Referring expression data
Start of Block

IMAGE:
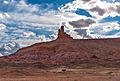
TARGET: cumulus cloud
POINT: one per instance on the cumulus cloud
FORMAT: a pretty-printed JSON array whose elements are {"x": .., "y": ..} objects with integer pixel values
[
  {"x": 29, "y": 34},
  {"x": 103, "y": 30},
  {"x": 94, "y": 7},
  {"x": 2, "y": 26},
  {"x": 81, "y": 23}
]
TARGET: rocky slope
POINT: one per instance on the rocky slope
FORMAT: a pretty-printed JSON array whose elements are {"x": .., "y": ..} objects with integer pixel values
[{"x": 68, "y": 52}]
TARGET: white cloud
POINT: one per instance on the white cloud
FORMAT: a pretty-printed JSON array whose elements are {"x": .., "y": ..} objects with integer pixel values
[
  {"x": 29, "y": 34},
  {"x": 110, "y": 9},
  {"x": 102, "y": 29},
  {"x": 2, "y": 26}
]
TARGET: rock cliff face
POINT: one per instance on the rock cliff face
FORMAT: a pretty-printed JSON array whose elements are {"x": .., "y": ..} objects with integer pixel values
[{"x": 68, "y": 52}]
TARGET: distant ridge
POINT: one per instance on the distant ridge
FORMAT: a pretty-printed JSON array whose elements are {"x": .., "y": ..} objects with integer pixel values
[{"x": 65, "y": 51}]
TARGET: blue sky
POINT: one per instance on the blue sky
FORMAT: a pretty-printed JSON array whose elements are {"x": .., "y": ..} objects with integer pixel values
[{"x": 29, "y": 21}]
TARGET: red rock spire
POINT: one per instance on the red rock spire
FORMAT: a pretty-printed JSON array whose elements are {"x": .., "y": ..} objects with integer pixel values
[{"x": 62, "y": 35}]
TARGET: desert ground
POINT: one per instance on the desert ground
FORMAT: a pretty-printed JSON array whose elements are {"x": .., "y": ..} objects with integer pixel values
[{"x": 59, "y": 74}]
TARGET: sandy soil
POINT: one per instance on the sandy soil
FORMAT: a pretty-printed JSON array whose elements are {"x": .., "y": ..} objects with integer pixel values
[{"x": 22, "y": 74}]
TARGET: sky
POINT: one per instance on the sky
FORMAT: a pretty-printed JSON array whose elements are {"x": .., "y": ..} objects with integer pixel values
[{"x": 26, "y": 22}]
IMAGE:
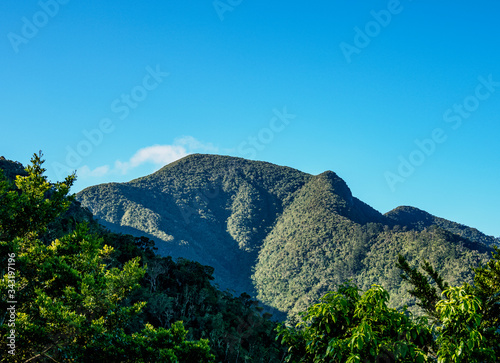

End of Block

Required work – Restate the records word for word and drop the images.

Result below –
IMAGE:
TARGET: cumulus cloud
POINT: one per instance on the cumulus cloud
FORMAT: a pretty-printed JSON array whose elements are {"x": .., "y": ..} objects with integer pixel values
[
  {"x": 29, "y": 34},
  {"x": 103, "y": 30},
  {"x": 94, "y": 7},
  {"x": 2, "y": 26},
  {"x": 81, "y": 23}
]
TARGET: rocky slope
POINT: one per instance on the rocky slope
FORMAT: a pretty-printed JSON array whose elements are {"x": .., "y": ..} objects with integer pixel values
[{"x": 68, "y": 52}]
TARGET: white cloud
POINT: one per instance on the white cloud
FORMAT: a pretty-printed JSON array whose elements are {"x": .., "y": ..} objects with integer pixel values
[
  {"x": 29, "y": 34},
  {"x": 110, "y": 9},
  {"x": 102, "y": 29},
  {"x": 2, "y": 26}
]
TARGET: rock cliff face
POINT: one per instance on the rock cliff face
FORMAT: a pretty-printed JSON array whose elements are {"x": .., "y": ..} objects with integer pixel values
[{"x": 68, "y": 52}]
TARGET: distant ridge
POINT: one per instance on the distant ridge
FORMAT: a pretty-printed JSON array whose elements are {"x": .., "y": ..} objects with integer pixel values
[{"x": 65, "y": 51}]
TARGET: blue sky
POINT: one per instance on the blue sky
FORMAT: a pretty-printed JSON array whose elements are {"x": .., "y": ..} objects with integer pixel values
[{"x": 29, "y": 21}]
TARGET: red rock spire
POINT: one per instance on the red rock spire
FORMAT: a pretty-printed JSON array whose elements are {"x": .., "y": ..} objects with integer pixel values
[{"x": 62, "y": 35}]
TARGET: desert ground
POINT: one per instance on the desert ground
FORMAT: a pretty-printed JSON array whose elements are {"x": .., "y": ..} objects with integer pixel values
[{"x": 59, "y": 74}]
TARGET: sandy soil
POINT: one per instance on the sandy soil
FORMAT: a pretty-printed JSON array whose elements are {"x": .., "y": ..} objects with integer pixel values
[{"x": 22, "y": 74}]
TARGET: sky
POINT: one per instance on the sky
FORMAT: a pretty-printed JSON array whose elements are {"x": .., "y": ..} objects with integer pixel values
[{"x": 26, "y": 22}]
IMAGE:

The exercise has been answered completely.